§ YOUR INSTRUCTIONS
All of the data below should be written out exactly.

--- START OF RECORDS TO USE ---

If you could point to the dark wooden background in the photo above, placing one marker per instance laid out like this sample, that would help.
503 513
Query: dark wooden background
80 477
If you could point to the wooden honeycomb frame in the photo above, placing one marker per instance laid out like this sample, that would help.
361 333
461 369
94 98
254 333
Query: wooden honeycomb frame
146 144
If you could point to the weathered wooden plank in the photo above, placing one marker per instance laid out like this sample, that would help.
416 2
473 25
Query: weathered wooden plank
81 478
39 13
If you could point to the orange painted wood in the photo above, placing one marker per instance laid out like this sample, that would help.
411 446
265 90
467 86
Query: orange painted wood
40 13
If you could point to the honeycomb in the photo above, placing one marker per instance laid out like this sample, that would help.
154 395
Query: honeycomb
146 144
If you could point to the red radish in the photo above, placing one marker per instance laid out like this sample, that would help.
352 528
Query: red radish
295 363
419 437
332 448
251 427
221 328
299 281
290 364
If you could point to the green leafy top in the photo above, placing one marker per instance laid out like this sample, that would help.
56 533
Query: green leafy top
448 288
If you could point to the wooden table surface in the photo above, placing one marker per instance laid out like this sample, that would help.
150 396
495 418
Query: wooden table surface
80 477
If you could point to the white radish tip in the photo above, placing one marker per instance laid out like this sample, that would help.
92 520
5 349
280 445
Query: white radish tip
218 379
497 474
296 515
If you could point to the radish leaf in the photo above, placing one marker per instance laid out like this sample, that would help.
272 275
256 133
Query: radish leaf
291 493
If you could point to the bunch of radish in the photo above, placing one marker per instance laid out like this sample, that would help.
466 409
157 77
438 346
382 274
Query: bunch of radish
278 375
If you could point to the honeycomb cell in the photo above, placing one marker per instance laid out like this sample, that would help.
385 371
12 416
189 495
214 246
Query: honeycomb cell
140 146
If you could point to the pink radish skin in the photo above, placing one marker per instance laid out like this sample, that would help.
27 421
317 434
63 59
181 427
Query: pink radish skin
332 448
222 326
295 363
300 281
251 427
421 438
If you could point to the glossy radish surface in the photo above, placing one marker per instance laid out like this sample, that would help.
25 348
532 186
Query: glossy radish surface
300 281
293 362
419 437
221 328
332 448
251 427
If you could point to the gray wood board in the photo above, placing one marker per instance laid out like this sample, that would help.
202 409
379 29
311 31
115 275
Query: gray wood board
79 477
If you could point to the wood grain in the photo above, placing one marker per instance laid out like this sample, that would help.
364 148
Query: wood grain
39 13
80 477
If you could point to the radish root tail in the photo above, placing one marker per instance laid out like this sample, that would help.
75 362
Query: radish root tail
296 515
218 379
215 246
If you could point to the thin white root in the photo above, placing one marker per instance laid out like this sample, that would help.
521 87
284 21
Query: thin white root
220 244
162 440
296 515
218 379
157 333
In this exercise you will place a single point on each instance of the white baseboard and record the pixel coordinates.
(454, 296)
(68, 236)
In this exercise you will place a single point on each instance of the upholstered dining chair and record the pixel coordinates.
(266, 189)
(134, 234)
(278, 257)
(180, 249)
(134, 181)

--- END OF RECORDS TO USE ---

§ FULL RESPONSE
If you could point to the dark wooden background in the photo above, placing one marker per instance laid out like this sample, that would help.
503 513
Query: dark wooden background
80 477
If you could point to the wooden honeycomb frame in the photo above, placing one marker per instance laid out like this sample, that would help.
361 333
461 369
94 98
254 333
Query: wooden honeycomb frame
146 144
If you could point to the weathered wooden plank in the photo above, placing one marker per instance laid out like this sample, that would help.
416 2
473 25
Query: weathered wooden plank
81 478
39 13
If you could point to the orange painted wood in the photo above, placing one marker per instance laid out like this sample, that would help.
411 446
265 90
467 86
Query: orange painted wood
40 13
If you could point to the honeycomb in the photo above, placing one marker per instance laid out like this sample, that would help.
154 395
Query: honeycomb
146 144
If you could point to the red radish in the photo above, placing one marker per instance laid out like this sample, that would help.
352 528
Query: red radish
295 363
419 437
332 448
251 427
221 328
299 281
290 364
If you could point to the green leafy top in the photo above, placing one marker per instance laid out like this sample, that would help.
56 533
Query: green leafy top
448 288
If you could point to the wooden table surface in the photo above, placing one marker per instance laid out like this sample, that would help.
150 396
495 418
Query: wooden table surface
80 477
If you could point to the white radish tip in the photo above, placing one marker per instance laid out like this sample, that would help.
92 520
5 349
280 445
Query: white radish tip
218 379
497 474
296 515
If you could point to the radish leaf in the photo above, placing one marker per instance laid out like this sample, that would help.
272 275
256 133
Query: radish leaf
291 493
If you could point to the bunch of radish in the photo above, placing one marker per instance laid out like this sample, that would help.
466 409
157 77
438 346
382 274
Query: bunch of radish
278 375
If you could point to the honeycomb cell in the photo above, placing one marker per instance laid out like this sample, that would help.
385 371
12 416
189 495
214 246
Query: honeycomb cell
140 146
If you could point to the pink radish skin in the photo above, placing one marker per instance laid out like this sample, that would help.
27 421
317 434
63 59
181 427
Query: pink radish skin
332 448
222 326
295 363
300 281
251 427
421 438
If you could point to the glossy radish surface in the photo above, placing one marker per instance laid out like this sample, that would help.
25 348
532 186
Query: glossy radish surface
300 281
293 362
419 437
221 328
332 448
251 427
If you could point to the gray wood board in the photo above, placing one marker per instance laid out like this sample, that would help.
202 409
379 29
311 31
115 275
Query: gray wood board
79 477
If you could point to the wood grain in the photo above, placing one marker per instance laid out like this sample, that would help.
364 148
Query: wood grain
39 13
80 477
If you could point to the radish root tail in the photo above, placing one marker per instance laid out like this sample, that would help.
75 362
Query: radish root tail
296 515
218 379
215 246
If you could point to the thin white root in the photo above, placing one marker per instance laid out like this sample, that would help.
521 87
284 21
Query: thin white root
220 244
162 440
296 515
218 379
157 333
In this exercise you will place a single point on each instance of the white baseboard and record the pixel coordinates.
(454, 296)
(68, 236)
In this exercise you will place a single point on each instance of the upholstered dining chair and record the pixel coordinates.
(266, 189)
(134, 234)
(278, 257)
(180, 249)
(134, 181)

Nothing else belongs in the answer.